## TASK STATEMENT
Skip all pictures; return exactly the lines from the one containing "the helmet stripe" through the end of the data.

(Recorded data)
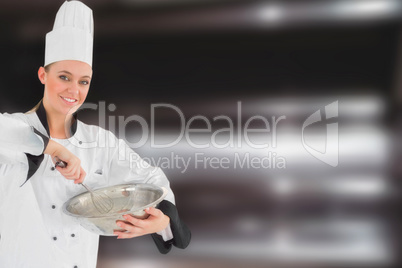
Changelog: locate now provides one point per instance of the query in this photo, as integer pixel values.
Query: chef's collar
(41, 113)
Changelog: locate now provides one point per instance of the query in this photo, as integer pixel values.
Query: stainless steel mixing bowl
(127, 199)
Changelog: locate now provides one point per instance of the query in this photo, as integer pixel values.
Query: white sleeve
(18, 136)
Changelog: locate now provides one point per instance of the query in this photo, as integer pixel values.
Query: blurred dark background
(277, 58)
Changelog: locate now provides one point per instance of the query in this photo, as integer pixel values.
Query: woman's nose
(73, 89)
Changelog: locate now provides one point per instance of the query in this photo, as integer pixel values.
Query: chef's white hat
(72, 34)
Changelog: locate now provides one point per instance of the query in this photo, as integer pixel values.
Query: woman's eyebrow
(67, 72)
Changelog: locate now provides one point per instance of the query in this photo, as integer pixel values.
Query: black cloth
(181, 233)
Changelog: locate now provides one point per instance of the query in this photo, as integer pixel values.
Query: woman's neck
(59, 125)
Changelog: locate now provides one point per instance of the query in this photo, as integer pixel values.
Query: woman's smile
(69, 101)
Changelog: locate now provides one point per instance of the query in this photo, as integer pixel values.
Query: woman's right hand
(73, 171)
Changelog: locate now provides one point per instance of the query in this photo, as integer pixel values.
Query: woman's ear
(42, 75)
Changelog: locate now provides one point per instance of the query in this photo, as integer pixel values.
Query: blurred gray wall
(270, 58)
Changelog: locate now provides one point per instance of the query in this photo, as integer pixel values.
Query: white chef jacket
(34, 230)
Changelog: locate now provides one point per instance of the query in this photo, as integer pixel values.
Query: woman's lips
(69, 101)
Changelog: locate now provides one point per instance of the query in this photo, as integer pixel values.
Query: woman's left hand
(156, 222)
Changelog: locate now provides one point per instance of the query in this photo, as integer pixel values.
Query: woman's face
(66, 86)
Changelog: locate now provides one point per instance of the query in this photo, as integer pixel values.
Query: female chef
(34, 230)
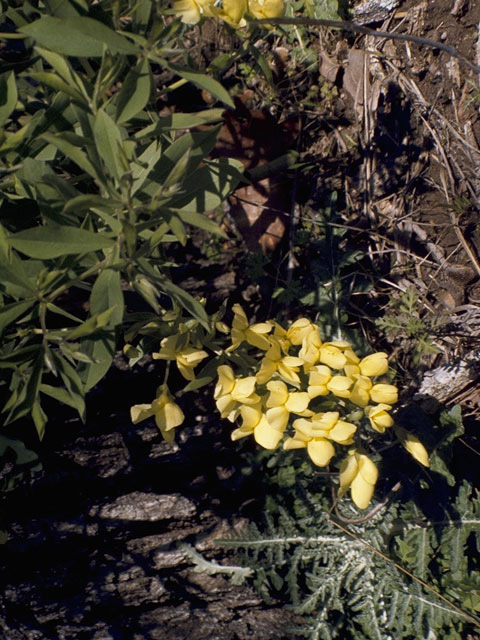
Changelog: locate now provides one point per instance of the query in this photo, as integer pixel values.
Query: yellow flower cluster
(322, 389)
(231, 11)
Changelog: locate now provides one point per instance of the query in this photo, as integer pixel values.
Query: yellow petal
(294, 443)
(319, 375)
(169, 417)
(141, 412)
(297, 402)
(317, 390)
(375, 364)
(413, 445)
(266, 435)
(244, 387)
(351, 371)
(266, 371)
(332, 357)
(251, 415)
(367, 468)
(325, 420)
(278, 418)
(321, 451)
(348, 471)
(351, 356)
(359, 396)
(186, 370)
(188, 11)
(416, 449)
(225, 405)
(226, 381)
(361, 491)
(301, 327)
(233, 13)
(241, 432)
(278, 393)
(384, 393)
(340, 386)
(257, 339)
(304, 428)
(240, 320)
(288, 373)
(342, 432)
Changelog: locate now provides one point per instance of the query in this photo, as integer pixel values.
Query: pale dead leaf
(328, 67)
(353, 80)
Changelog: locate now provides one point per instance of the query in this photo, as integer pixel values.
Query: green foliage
(407, 570)
(406, 320)
(94, 185)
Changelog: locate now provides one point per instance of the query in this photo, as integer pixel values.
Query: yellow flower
(376, 364)
(190, 11)
(186, 357)
(360, 474)
(254, 334)
(311, 346)
(168, 415)
(318, 378)
(387, 393)
(379, 417)
(256, 422)
(331, 354)
(340, 386)
(360, 393)
(275, 362)
(233, 12)
(413, 445)
(230, 392)
(266, 8)
(281, 403)
(315, 434)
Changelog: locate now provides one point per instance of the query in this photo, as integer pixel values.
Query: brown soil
(93, 550)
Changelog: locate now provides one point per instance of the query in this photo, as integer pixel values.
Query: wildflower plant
(304, 393)
(288, 388)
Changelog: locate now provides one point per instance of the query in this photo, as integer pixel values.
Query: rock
(146, 506)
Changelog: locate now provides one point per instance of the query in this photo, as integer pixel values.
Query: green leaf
(79, 205)
(59, 394)
(198, 145)
(66, 8)
(181, 121)
(54, 82)
(14, 278)
(73, 152)
(11, 312)
(79, 36)
(72, 381)
(135, 92)
(109, 142)
(8, 96)
(19, 356)
(184, 299)
(27, 398)
(107, 294)
(198, 383)
(200, 80)
(52, 242)
(209, 186)
(97, 321)
(101, 350)
(39, 418)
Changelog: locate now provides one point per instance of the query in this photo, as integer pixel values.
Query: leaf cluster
(408, 570)
(94, 185)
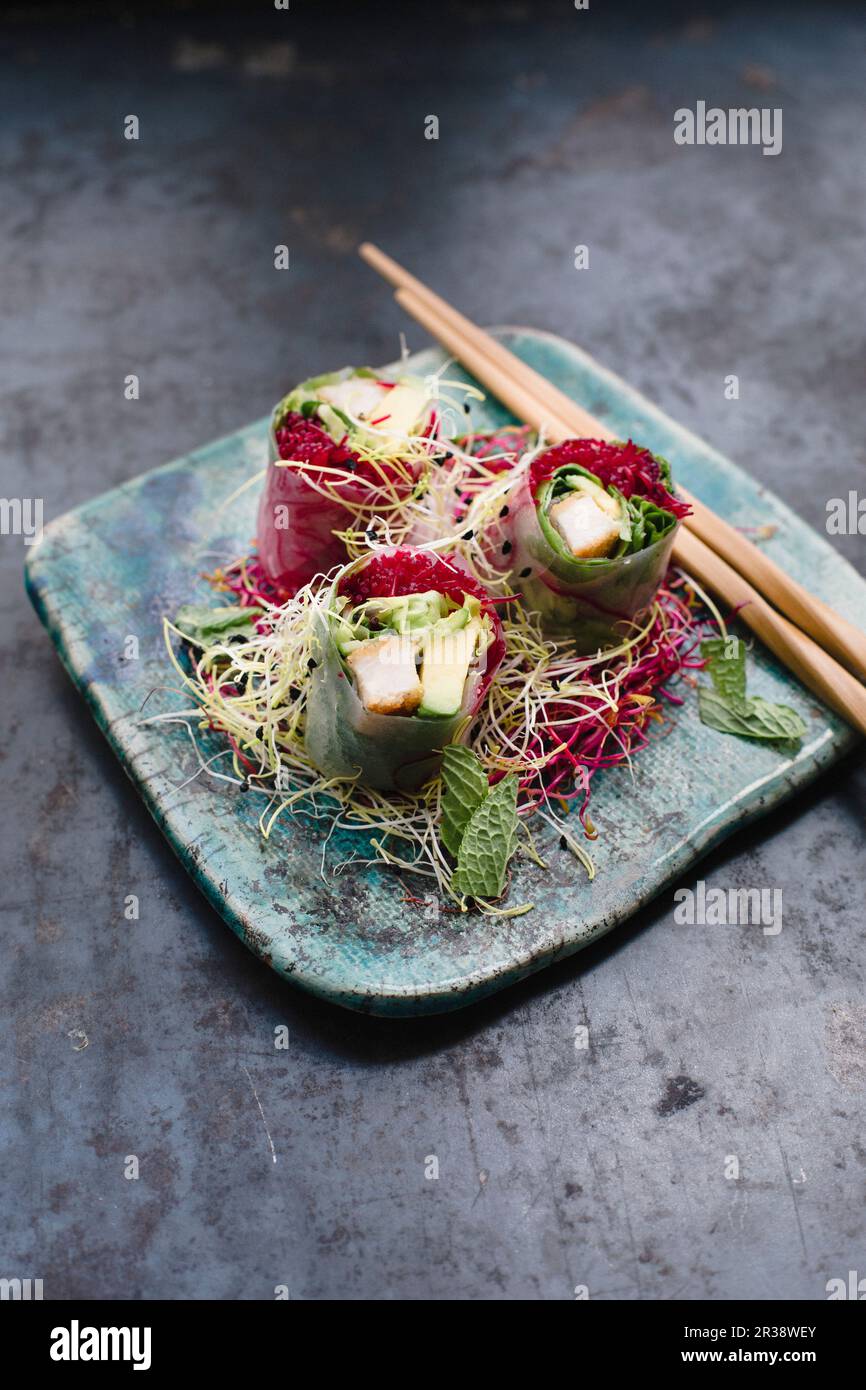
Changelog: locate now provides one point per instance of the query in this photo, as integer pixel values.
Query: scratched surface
(558, 1166)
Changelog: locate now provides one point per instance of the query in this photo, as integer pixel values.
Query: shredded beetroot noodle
(624, 466)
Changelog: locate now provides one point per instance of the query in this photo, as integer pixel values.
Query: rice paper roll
(320, 469)
(587, 535)
(405, 648)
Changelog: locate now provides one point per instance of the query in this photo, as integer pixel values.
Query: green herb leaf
(464, 786)
(488, 843)
(751, 717)
(726, 665)
(727, 706)
(203, 624)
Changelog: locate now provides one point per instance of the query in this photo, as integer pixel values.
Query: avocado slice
(445, 663)
(402, 406)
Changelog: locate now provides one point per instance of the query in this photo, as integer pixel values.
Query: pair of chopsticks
(802, 631)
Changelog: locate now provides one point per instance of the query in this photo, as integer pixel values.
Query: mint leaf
(488, 843)
(749, 717)
(726, 665)
(203, 626)
(727, 706)
(464, 786)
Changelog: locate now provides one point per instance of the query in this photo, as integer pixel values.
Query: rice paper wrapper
(588, 602)
(391, 752)
(296, 523)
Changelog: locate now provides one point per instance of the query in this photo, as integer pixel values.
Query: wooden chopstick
(831, 631)
(809, 662)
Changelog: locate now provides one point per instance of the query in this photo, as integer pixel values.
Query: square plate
(113, 567)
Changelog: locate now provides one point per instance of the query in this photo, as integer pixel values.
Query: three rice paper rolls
(335, 445)
(588, 535)
(405, 649)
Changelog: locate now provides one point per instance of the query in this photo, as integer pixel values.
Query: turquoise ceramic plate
(111, 569)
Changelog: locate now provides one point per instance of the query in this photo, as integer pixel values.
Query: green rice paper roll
(405, 648)
(587, 535)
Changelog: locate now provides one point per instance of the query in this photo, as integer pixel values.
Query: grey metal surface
(559, 1166)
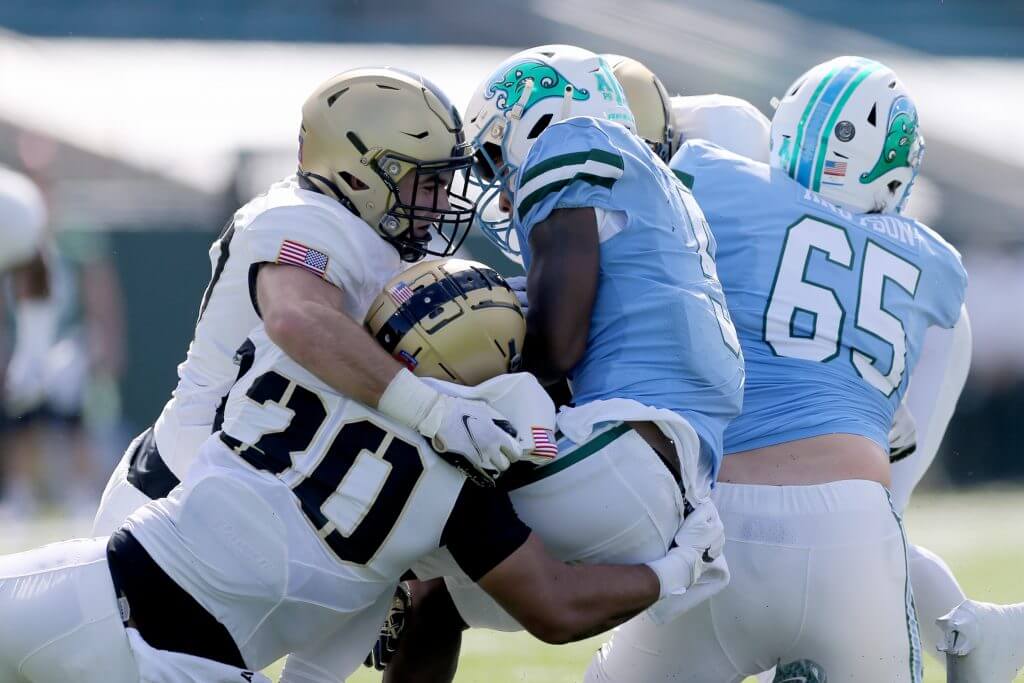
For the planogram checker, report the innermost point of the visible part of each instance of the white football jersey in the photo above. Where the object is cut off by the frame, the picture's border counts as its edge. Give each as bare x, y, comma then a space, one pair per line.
305, 511
23, 216
290, 225
729, 122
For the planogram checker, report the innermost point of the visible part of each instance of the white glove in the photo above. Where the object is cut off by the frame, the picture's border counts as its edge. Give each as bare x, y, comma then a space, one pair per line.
518, 285
696, 551
25, 384
483, 439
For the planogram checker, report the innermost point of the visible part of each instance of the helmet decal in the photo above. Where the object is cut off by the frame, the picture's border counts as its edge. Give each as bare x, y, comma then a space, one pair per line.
902, 132
547, 83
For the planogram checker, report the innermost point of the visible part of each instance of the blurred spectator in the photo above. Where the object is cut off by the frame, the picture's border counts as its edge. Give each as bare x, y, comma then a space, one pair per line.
49, 442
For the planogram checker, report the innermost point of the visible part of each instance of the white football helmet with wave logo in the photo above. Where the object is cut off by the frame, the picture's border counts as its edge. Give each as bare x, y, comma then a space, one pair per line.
522, 96
848, 130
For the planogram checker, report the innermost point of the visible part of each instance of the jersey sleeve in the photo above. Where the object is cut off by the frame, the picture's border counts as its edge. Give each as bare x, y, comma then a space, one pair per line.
309, 238
572, 165
948, 280
935, 386
482, 529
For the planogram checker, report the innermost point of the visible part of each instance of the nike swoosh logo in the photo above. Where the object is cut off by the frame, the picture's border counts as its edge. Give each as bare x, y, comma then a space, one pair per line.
469, 432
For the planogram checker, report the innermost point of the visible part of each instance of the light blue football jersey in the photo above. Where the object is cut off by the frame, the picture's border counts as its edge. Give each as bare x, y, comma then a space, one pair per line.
659, 331
830, 306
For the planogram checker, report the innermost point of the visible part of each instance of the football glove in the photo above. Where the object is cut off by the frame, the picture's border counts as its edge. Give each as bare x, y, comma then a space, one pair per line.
694, 567
468, 433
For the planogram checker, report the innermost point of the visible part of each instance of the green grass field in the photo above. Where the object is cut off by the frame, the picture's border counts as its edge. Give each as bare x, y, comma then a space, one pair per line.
977, 532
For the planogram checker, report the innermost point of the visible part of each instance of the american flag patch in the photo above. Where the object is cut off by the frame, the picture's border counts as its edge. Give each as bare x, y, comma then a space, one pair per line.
294, 253
544, 442
408, 359
836, 168
400, 293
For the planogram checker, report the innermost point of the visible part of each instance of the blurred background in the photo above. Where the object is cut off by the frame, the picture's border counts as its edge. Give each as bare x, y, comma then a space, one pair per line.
146, 124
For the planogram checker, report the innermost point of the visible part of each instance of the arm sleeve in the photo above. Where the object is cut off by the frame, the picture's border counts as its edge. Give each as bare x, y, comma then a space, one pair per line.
572, 165
482, 529
307, 237
935, 386
730, 123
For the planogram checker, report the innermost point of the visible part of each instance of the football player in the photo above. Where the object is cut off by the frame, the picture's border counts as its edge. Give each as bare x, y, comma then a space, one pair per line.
295, 522
23, 219
666, 122
646, 343
381, 159
929, 401
833, 292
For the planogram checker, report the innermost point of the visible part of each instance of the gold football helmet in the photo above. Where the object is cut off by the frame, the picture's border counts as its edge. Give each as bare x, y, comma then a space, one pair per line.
649, 102
452, 319
364, 131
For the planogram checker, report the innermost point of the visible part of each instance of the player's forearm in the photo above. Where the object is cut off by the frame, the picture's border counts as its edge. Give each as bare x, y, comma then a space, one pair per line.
335, 348
601, 597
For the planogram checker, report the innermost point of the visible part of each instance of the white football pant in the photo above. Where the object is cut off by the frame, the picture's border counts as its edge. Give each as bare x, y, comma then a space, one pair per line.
818, 572
619, 504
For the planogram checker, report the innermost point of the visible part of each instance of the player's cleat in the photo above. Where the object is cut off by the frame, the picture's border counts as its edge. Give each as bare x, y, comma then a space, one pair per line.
983, 642
801, 671
387, 641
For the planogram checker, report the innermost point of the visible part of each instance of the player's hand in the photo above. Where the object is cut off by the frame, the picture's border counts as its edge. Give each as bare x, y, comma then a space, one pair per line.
387, 641
482, 440
903, 435
694, 568
698, 544
518, 285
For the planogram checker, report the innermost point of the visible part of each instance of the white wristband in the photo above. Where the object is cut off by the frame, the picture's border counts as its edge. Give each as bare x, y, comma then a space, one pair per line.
408, 399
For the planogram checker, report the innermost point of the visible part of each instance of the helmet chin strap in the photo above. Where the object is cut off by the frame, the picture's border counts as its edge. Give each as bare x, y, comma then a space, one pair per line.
566, 102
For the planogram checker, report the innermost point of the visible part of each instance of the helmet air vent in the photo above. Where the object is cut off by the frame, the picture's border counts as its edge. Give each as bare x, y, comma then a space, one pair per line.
333, 98
356, 142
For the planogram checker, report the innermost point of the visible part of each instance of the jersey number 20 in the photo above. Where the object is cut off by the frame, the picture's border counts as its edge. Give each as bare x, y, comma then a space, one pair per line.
792, 293
324, 495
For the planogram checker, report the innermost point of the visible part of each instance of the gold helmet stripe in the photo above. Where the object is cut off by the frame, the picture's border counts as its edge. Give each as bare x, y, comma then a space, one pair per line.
428, 299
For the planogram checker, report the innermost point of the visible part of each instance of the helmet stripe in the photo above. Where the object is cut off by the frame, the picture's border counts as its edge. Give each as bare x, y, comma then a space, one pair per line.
799, 139
809, 145
867, 70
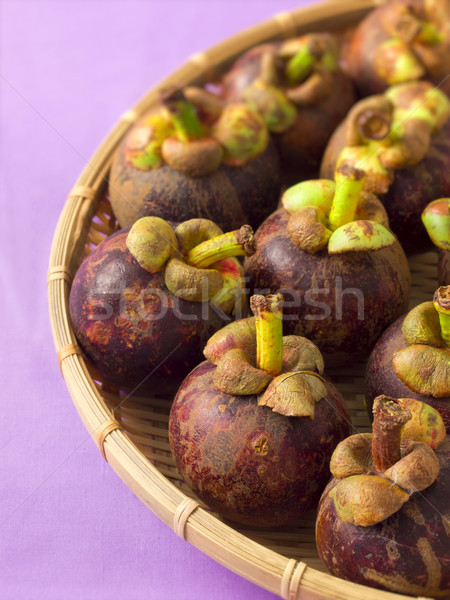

## SOLUTION FOR THIS PROBLEM
For the planogram checker, report the innermost point of the visible part of each instance of the helmet stripe in the photo above. Where the object is cut off by the frame, the picture's border counts as its edge. Give each as bare x, y, comma then a space, one pair per line.
799, 139
809, 145
867, 70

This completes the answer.